## WORK TO COMPLETE
Reproduce the records word for word, from the line with "Where can the sun be" through the end of the records, leaving out the pictures.

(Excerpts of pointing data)
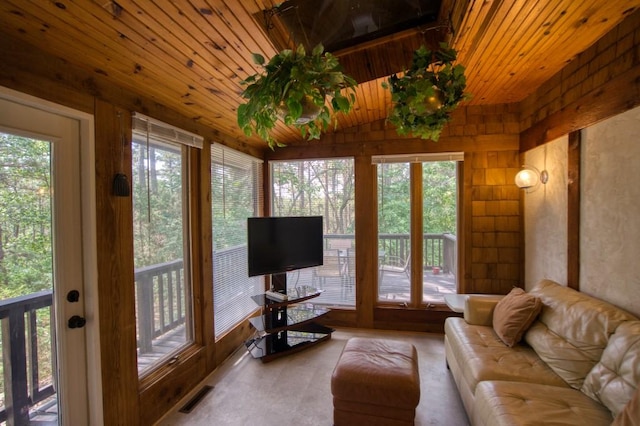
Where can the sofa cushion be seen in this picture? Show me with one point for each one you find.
(514, 314)
(572, 330)
(630, 415)
(511, 404)
(615, 378)
(481, 355)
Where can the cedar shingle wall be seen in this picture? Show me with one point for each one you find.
(495, 223)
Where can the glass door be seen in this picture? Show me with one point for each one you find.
(41, 273)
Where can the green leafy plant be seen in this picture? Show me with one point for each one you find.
(294, 87)
(427, 93)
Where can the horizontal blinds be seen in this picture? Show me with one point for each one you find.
(236, 194)
(418, 158)
(164, 132)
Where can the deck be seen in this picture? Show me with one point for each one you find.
(336, 291)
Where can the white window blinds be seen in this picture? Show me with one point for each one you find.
(163, 132)
(418, 158)
(236, 194)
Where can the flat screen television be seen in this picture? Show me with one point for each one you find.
(281, 244)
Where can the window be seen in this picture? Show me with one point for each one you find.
(236, 194)
(321, 188)
(417, 216)
(161, 240)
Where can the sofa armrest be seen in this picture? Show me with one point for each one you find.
(478, 308)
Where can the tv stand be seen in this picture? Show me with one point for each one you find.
(286, 326)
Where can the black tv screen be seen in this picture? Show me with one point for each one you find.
(281, 244)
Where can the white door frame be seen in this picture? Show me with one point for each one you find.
(90, 262)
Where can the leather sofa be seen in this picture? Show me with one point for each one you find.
(578, 362)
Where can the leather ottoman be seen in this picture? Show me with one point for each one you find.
(376, 382)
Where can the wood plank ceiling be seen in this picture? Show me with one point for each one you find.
(190, 55)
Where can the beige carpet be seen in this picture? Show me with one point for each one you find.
(296, 390)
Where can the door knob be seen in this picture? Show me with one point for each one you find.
(76, 322)
(73, 296)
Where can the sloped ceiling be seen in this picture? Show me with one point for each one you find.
(190, 55)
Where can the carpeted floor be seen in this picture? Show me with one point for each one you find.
(296, 390)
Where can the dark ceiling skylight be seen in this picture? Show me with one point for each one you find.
(339, 24)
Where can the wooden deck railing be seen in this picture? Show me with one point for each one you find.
(159, 301)
(23, 387)
(159, 288)
(438, 249)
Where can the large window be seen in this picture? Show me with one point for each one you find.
(321, 188)
(417, 219)
(161, 240)
(236, 194)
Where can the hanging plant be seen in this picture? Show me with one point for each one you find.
(294, 88)
(424, 97)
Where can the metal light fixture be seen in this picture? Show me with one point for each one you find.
(530, 178)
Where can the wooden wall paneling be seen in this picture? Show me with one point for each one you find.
(416, 191)
(602, 81)
(56, 80)
(127, 72)
(13, 75)
(366, 200)
(613, 97)
(573, 210)
(116, 297)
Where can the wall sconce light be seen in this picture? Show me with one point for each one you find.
(530, 178)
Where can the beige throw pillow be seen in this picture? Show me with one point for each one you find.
(514, 314)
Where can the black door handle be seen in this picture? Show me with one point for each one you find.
(76, 322)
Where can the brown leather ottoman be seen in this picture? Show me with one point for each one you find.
(376, 382)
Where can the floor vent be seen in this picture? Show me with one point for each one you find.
(189, 406)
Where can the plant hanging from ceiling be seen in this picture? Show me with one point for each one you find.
(294, 87)
(427, 93)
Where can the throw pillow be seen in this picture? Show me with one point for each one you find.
(514, 314)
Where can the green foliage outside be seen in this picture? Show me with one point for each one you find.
(25, 216)
(233, 202)
(438, 197)
(316, 187)
(158, 200)
(26, 263)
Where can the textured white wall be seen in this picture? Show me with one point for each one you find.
(610, 211)
(545, 216)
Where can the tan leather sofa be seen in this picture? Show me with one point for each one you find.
(578, 363)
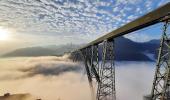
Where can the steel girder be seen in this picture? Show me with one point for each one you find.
(161, 83)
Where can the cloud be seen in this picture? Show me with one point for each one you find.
(67, 17)
(58, 77)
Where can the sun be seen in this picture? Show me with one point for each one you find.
(4, 34)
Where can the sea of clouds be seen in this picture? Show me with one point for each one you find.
(58, 78)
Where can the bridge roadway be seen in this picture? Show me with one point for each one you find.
(142, 22)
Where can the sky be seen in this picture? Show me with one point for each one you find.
(55, 22)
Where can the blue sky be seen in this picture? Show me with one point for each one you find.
(45, 22)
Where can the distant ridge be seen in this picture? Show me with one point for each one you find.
(125, 50)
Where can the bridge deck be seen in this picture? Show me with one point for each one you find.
(142, 22)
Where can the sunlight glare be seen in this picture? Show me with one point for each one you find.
(4, 34)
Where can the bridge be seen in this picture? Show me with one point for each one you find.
(103, 70)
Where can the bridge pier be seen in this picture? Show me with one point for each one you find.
(161, 83)
(102, 71)
(106, 88)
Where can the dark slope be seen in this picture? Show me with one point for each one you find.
(125, 50)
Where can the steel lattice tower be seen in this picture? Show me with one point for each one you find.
(161, 83)
(106, 88)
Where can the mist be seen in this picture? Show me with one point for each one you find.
(58, 78)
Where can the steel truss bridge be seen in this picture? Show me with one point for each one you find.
(103, 71)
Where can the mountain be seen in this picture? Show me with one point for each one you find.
(125, 50)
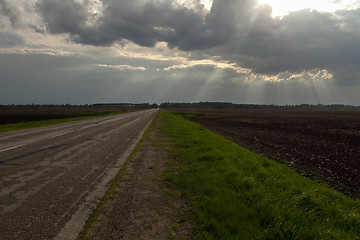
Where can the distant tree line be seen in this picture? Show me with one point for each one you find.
(97, 105)
(228, 105)
(196, 105)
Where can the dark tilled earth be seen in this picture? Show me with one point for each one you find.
(322, 145)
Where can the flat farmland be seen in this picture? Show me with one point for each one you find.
(322, 145)
(9, 114)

## ANSWER TO THIS PROBLEM
Where can the sun be seen in this picture? Show me with one point for each one you find.
(4, 34)
Where can the sea of clouds be seen in this picture? Show me with one point for each one you find.
(58, 78)
Where can the bridge roadway be seen in this picture? Show me with one point for each one you find.
(142, 22)
Where can the sky be seen in this picture? Show me with one point for each one you find.
(55, 22)
Where can the blue sky be seen in this picture? Show me with one point for each one you find.
(45, 22)
Where can the distant ridge be seen in this picture? Show me with one point for each one you find.
(125, 50)
Where can the bridge deck be seen in this picture? Show me with one point for each one you find.
(142, 22)
Where can the sunlight glare be seen in this picture? Show me with one point for each one you find.
(4, 34)
Where can the bridge be seen in this picture? Show me with one point for each one you find.
(103, 70)
Where can the bridge pier be seen in this picture? Show me with one point for each one you find.
(161, 83)
(102, 71)
(106, 88)
Where can the dark slope be seen in this picture? Show me with one point for each one you find.
(125, 50)
Where can the steel lattice tower be seen in this picture? Show me with one point for each one you find.
(161, 83)
(106, 88)
Where can the mist be seen in this picture? Show me with one point for each one you find.
(58, 78)
Where can the steel truss bridge be seen in this picture? Show me with one point for each one you find.
(103, 71)
Where can the mountain be seen in this picture? Show me with one point for each one you find.
(125, 50)
Where can the distant tree line be seen in this picture? Show me with one point for each one you find.
(97, 105)
(228, 105)
(196, 105)
Where can the dark tilled earth be seen in this picture? Show me with one point for each one you find.
(322, 145)
Where can the flat farmland be seen in this picture? Show me with one point for each one you find.
(322, 145)
(9, 114)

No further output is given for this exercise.